Work to complete: Repeat the entries below exactly, pictures excluded.

Saved entries
»»
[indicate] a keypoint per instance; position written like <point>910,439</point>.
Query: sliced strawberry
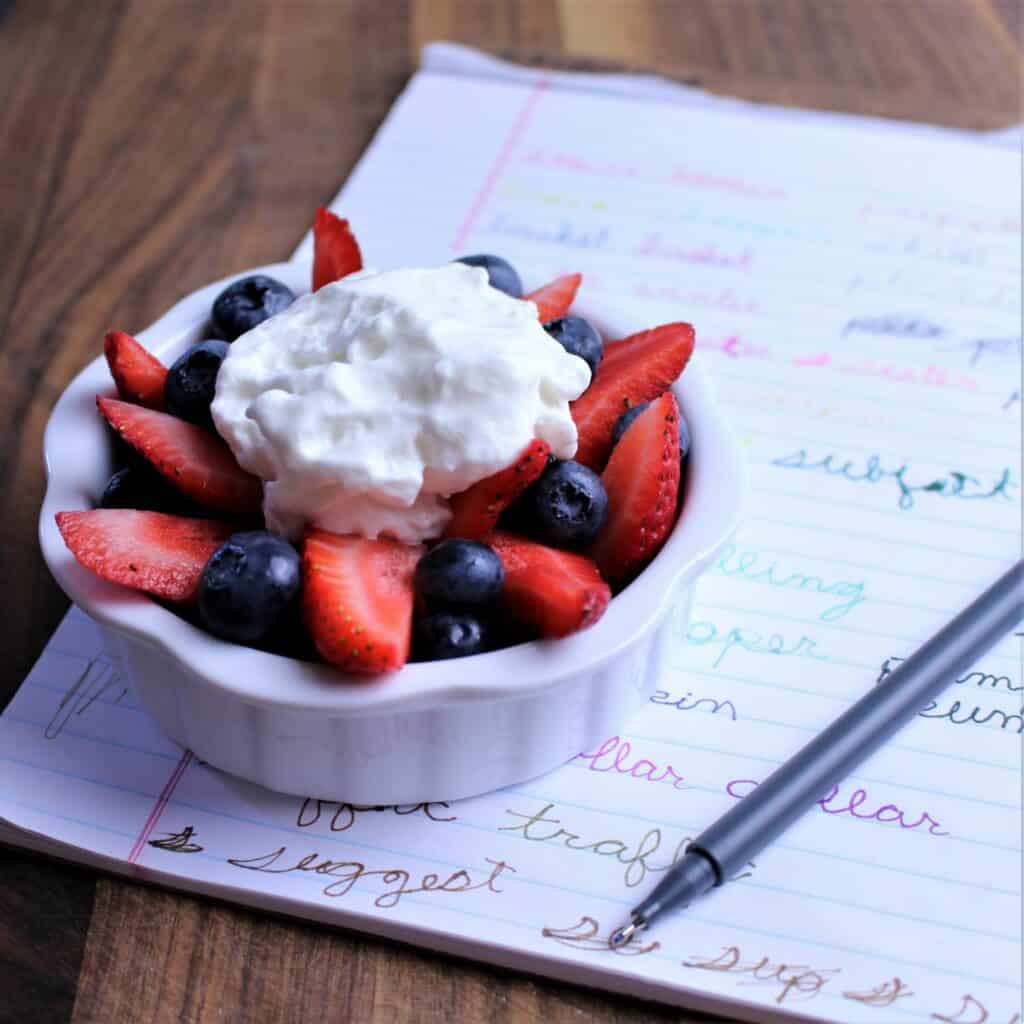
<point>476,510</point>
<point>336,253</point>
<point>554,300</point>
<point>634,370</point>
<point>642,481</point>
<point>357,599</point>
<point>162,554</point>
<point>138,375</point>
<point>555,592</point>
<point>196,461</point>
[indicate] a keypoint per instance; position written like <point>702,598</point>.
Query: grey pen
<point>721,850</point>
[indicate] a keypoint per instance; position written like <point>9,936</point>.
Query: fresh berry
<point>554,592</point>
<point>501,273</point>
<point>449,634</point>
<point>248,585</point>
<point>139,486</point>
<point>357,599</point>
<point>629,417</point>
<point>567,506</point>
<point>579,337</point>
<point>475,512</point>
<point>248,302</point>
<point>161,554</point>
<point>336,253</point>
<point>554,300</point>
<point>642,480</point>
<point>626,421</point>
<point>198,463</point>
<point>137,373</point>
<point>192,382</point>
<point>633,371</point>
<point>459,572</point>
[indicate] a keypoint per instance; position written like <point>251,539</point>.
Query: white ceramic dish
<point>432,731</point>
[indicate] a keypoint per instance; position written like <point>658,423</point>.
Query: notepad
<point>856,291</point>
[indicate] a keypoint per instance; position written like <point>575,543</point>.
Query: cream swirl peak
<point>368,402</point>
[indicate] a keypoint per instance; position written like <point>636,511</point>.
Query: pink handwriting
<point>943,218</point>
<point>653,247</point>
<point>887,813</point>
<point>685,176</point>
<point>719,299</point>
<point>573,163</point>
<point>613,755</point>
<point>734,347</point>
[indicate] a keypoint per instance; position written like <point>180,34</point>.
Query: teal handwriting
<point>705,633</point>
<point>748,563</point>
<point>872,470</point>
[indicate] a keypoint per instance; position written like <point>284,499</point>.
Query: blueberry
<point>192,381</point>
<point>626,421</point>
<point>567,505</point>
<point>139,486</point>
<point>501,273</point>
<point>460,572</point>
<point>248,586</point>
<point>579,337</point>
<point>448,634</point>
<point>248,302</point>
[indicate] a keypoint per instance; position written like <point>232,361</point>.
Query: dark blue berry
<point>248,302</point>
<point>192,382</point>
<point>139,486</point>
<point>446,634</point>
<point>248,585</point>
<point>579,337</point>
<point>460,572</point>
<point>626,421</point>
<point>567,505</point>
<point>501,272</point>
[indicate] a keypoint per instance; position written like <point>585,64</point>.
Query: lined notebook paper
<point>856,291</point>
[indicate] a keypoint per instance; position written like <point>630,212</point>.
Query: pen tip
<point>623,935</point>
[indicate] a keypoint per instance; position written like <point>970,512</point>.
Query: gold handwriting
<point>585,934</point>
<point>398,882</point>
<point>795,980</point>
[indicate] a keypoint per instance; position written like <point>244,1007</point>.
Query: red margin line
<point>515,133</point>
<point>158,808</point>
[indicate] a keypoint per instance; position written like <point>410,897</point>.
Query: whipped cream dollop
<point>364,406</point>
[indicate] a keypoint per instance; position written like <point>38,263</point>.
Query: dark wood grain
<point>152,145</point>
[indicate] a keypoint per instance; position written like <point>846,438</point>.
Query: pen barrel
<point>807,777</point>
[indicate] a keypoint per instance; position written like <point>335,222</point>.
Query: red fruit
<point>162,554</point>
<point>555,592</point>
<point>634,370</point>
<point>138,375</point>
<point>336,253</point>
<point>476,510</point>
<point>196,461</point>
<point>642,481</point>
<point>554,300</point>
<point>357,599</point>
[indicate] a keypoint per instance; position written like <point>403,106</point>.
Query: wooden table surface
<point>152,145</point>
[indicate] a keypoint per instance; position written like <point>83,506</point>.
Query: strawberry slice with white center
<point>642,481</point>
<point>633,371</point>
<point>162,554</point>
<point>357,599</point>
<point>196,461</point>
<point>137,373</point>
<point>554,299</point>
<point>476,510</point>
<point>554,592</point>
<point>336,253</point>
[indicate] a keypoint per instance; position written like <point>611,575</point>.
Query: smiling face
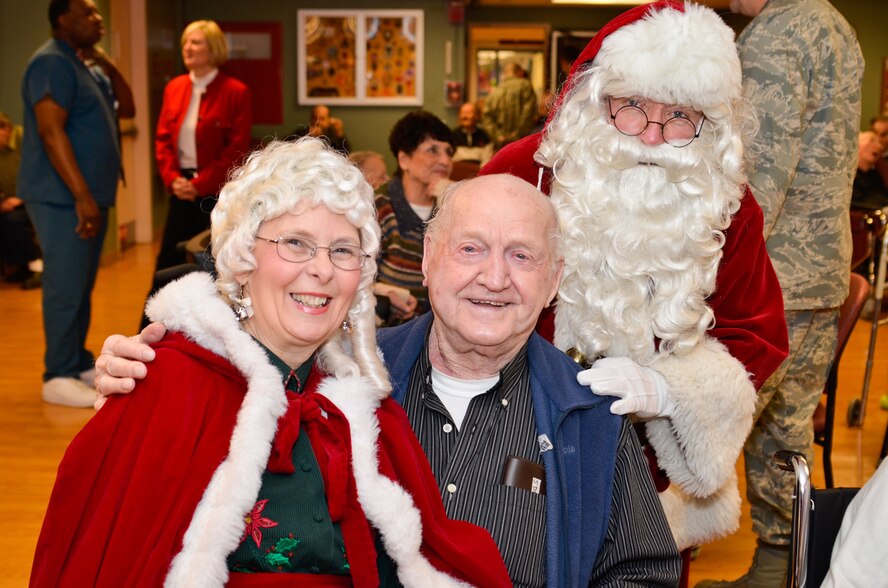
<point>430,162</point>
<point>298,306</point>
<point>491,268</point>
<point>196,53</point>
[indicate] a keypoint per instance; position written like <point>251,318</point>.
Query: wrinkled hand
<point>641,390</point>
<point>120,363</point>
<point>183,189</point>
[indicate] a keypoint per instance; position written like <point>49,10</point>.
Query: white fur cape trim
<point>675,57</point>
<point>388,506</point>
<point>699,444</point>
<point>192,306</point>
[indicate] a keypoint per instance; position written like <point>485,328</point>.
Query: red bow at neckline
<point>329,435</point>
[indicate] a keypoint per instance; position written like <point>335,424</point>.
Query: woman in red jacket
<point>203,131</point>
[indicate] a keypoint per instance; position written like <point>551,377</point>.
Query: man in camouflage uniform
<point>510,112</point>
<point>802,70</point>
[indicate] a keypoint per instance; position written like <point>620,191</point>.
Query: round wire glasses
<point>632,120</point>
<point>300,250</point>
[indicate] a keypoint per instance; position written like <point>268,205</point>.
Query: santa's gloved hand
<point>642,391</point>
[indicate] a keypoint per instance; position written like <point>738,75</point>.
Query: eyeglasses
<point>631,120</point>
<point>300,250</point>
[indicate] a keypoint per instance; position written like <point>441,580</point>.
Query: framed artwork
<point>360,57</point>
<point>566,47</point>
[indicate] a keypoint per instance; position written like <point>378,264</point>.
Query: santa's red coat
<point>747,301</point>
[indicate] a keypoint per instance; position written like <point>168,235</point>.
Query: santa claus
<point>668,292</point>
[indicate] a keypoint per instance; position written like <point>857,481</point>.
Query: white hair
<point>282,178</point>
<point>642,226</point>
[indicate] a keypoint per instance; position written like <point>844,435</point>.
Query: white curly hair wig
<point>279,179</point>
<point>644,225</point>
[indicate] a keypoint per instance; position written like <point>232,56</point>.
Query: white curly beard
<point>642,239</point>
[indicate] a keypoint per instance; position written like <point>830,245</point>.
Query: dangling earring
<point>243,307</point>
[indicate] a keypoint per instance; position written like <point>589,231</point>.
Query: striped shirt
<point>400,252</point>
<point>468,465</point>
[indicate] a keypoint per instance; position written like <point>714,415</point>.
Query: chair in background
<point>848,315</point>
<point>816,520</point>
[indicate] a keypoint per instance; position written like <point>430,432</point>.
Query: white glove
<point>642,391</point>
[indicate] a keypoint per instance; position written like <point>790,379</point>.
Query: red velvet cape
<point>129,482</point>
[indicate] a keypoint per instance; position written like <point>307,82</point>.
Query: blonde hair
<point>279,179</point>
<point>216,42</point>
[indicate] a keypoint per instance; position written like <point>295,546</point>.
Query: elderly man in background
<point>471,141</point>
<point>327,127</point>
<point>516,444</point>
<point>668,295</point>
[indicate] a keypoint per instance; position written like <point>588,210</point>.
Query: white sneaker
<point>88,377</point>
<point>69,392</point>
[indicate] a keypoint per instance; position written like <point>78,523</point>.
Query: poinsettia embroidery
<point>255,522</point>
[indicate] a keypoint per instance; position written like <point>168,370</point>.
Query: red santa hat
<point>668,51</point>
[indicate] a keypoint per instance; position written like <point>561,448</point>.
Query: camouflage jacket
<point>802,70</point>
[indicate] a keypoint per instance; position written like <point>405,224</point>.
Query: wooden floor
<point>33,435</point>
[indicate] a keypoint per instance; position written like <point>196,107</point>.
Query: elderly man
««
Result:
[indicate] a keypoint per instance; position written like <point>910,439</point>.
Query: sliced strawberry
<point>476,510</point>
<point>336,253</point>
<point>554,300</point>
<point>634,370</point>
<point>642,481</point>
<point>357,599</point>
<point>162,554</point>
<point>138,375</point>
<point>555,592</point>
<point>196,461</point>
[indicate] a keypoint per instance; position written like <point>702,598</point>.
Query: grey pen
<point>721,850</point>
[indicate] a keypoint per instance; position written like <point>9,936</point>.
Query: fresh berry
<point>554,592</point>
<point>501,273</point>
<point>449,634</point>
<point>248,585</point>
<point>139,486</point>
<point>357,599</point>
<point>629,417</point>
<point>567,506</point>
<point>579,337</point>
<point>475,512</point>
<point>248,302</point>
<point>161,554</point>
<point>336,253</point>
<point>554,300</point>
<point>642,480</point>
<point>626,421</point>
<point>198,463</point>
<point>137,373</point>
<point>192,382</point>
<point>633,371</point>
<point>459,572</point>
[indicate] a keypoint per instance; position written like <point>251,539</point>.
Query: white ceramic dish
<point>432,731</point>
[indicate] a keypoint per instance; position written like <point>658,423</point>.
Query: notepad
<point>856,291</point>
[indicate] a keypoint per instance; position written like <point>575,543</point>.
Query: cream swirl peak
<point>368,402</point>
[indicate] a keypoint per instance; position written like <point>636,511</point>.
Query: pink handwriting
<point>943,218</point>
<point>653,247</point>
<point>887,813</point>
<point>685,176</point>
<point>719,299</point>
<point>573,163</point>
<point>613,755</point>
<point>734,347</point>
[indicate] a keypoint per instance; position written like <point>180,34</point>.
Query: teal handwriting
<point>705,633</point>
<point>748,563</point>
<point>872,470</point>
[indicate] a keypoint per instance; position written like <point>284,499</point>.
Query: blueberry
<point>192,381</point>
<point>626,421</point>
<point>567,505</point>
<point>139,486</point>
<point>501,273</point>
<point>460,572</point>
<point>248,586</point>
<point>579,337</point>
<point>448,634</point>
<point>248,302</point>
[indicate] a keypoint per instance; position written like <point>232,361</point>.
Query: dark blue berry
<point>248,302</point>
<point>192,382</point>
<point>139,486</point>
<point>446,634</point>
<point>248,585</point>
<point>579,337</point>
<point>460,572</point>
<point>626,421</point>
<point>567,505</point>
<point>501,272</point>
[indicate] a keypoint per instance; position written like <point>585,64</point>.
Query: lined notebook paper
<point>856,291</point>
[indicate] a keypoint per instance; position written like <point>630,212</point>.
Query: pen tip
<point>623,935</point>
[indicate] a keypoint per instance; position written like <point>970,512</point>.
Query: gold handwriting
<point>585,934</point>
<point>398,882</point>
<point>795,980</point>
[indicate] a keypoint per instance; position written like <point>244,1007</point>.
Query: red margin line
<point>515,133</point>
<point>158,808</point>
[indicate] a keypoint per instance; position written like <point>410,897</point>.
Query: whipped cream dollop
<point>364,406</point>
[indicate] a keypoint per instance; position written like <point>38,263</point>.
Query: dark wood grain
<point>152,145</point>
[indicate] a keypoint per instance; position written like <point>846,438</point>.
Query: pen barrel
<point>807,777</point>
[indicate] a keypoint per instance; position written like <point>335,222</point>.
Query: red fruit
<point>162,554</point>
<point>555,592</point>
<point>634,370</point>
<point>138,375</point>
<point>336,253</point>
<point>476,510</point>
<point>196,461</point>
<point>642,481</point>
<point>554,300</point>
<point>357,599</point>
[indicate] a keypoint per instance; position written like <point>403,106</point>.
Query: wooden table surface
<point>152,145</point>
[indicate] a keypoint per instance; position written like <point>83,506</point>.
Query: strawberry slice with white center
<point>642,481</point>
<point>633,371</point>
<point>162,554</point>
<point>357,599</point>
<point>196,461</point>
<point>137,373</point>
<point>554,299</point>
<point>476,510</point>
<point>554,592</point>
<point>336,253</point>
[indicate] a keypoint per instance; position written like <point>611,575</point>.
Query: smiling face
<point>430,162</point>
<point>298,306</point>
<point>491,268</point>
<point>196,53</point>
[indicate] a keypoint per instance; position written like <point>251,318</point>.
Query: wrinkled hand
<point>641,390</point>
<point>120,363</point>
<point>183,189</point>
[indicate] a keypoint per instance; position written like <point>49,10</point>.
Query: white fur cape trim
<point>675,57</point>
<point>388,506</point>
<point>699,444</point>
<point>192,306</point>
[indicate] a keypoint per instance; position written like <point>485,328</point>.
Query: red bow at neckline
<point>329,435</point>
[indicate] a keypoint per instance; position written like <point>335,424</point>.
Query: woman in red jacket
<point>203,131</point>
[indicate] a keypoint per instance; position written like <point>551,377</point>.
Query: man in camouflage uniform
<point>510,112</point>
<point>802,70</point>
[indicate] a keypoint per instance; position written like <point>620,191</point>.
Query: round wire glasses
<point>632,120</point>
<point>300,250</point>
[indicate] a keypoint per instance; position written like <point>268,205</point>.
Query: santa's gloved hand
<point>642,391</point>
[indicate] a keypoint per instance; position written like <point>738,75</point>.
Query: eyeglasses
<point>631,120</point>
<point>300,250</point>
[indicate] a keypoint per instance; position written like <point>441,580</point>.
Query: framed artwork
<point>360,57</point>
<point>566,47</point>
[indicate] a keypoint per instance; position written like <point>378,264</point>.
Query: santa's red coat
<point>747,301</point>
[indicate] a keypoint per instance; position written like <point>168,235</point>.
Query: santa claus
<point>668,292</point>
[indicate] a keypoint per instance; position written like <point>857,481</point>.
Query: white hair
<point>282,178</point>
<point>642,226</point>
[indicate] a keypoint per instance; position written like <point>844,435</point>.
Query: white curly hair wig
<point>279,179</point>
<point>644,225</point>
[indicate] a keypoint per instance; position written like <point>232,56</point>.
Query: white curly beard
<point>642,239</point>
[indicate] a keypoint per instance; position written like <point>830,245</point>.
Query: dangling earring
<point>243,307</point>
[indicate] a keypoint per instance; position written like <point>589,231</point>.
Query: striped shirt
<point>400,252</point>
<point>468,465</point>
[indicate] a keypoint per instance; position written like <point>714,415</point>.
Query: chair in background
<point>848,315</point>
<point>816,520</point>
[indicate] a keypoint per instance; position written like <point>430,432</point>.
Query: white glove
<point>642,391</point>
[indicate] a keypoint per instance; position written like <point>790,379</point>.
Query: red velvet cape
<point>129,482</point>
[indicate] a keypoint per instance; position written like <point>307,82</point>.
Query: blonde hair
<point>279,179</point>
<point>216,42</point>
[indicate] a keypoint per instance; position written like <point>295,546</point>.
Query: elderly man in background
<point>471,141</point>
<point>327,127</point>
<point>516,444</point>
<point>668,295</point>
[indicate] a keypoint per instance; position written like <point>588,210</point>.
Query: white sneaker
<point>88,377</point>
<point>69,392</point>
[indicate] a keypoint per instance; position written like <point>78,523</point>.
Query: poinsettia embroidery
<point>255,522</point>
[indicate] a keypoint per instance; position written like <point>168,370</point>.
Query: red santa hat
<point>668,51</point>
[indicate] a keypoint per instance; position written like <point>561,448</point>.
Query: camouflage jacket
<point>802,70</point>
[indicate] a keypoint per instance; position written like <point>405,224</point>.
Query: wooden floor
<point>33,435</point>
[indicate] a keypoint per instance; position written like <point>196,107</point>.
Query: elderly man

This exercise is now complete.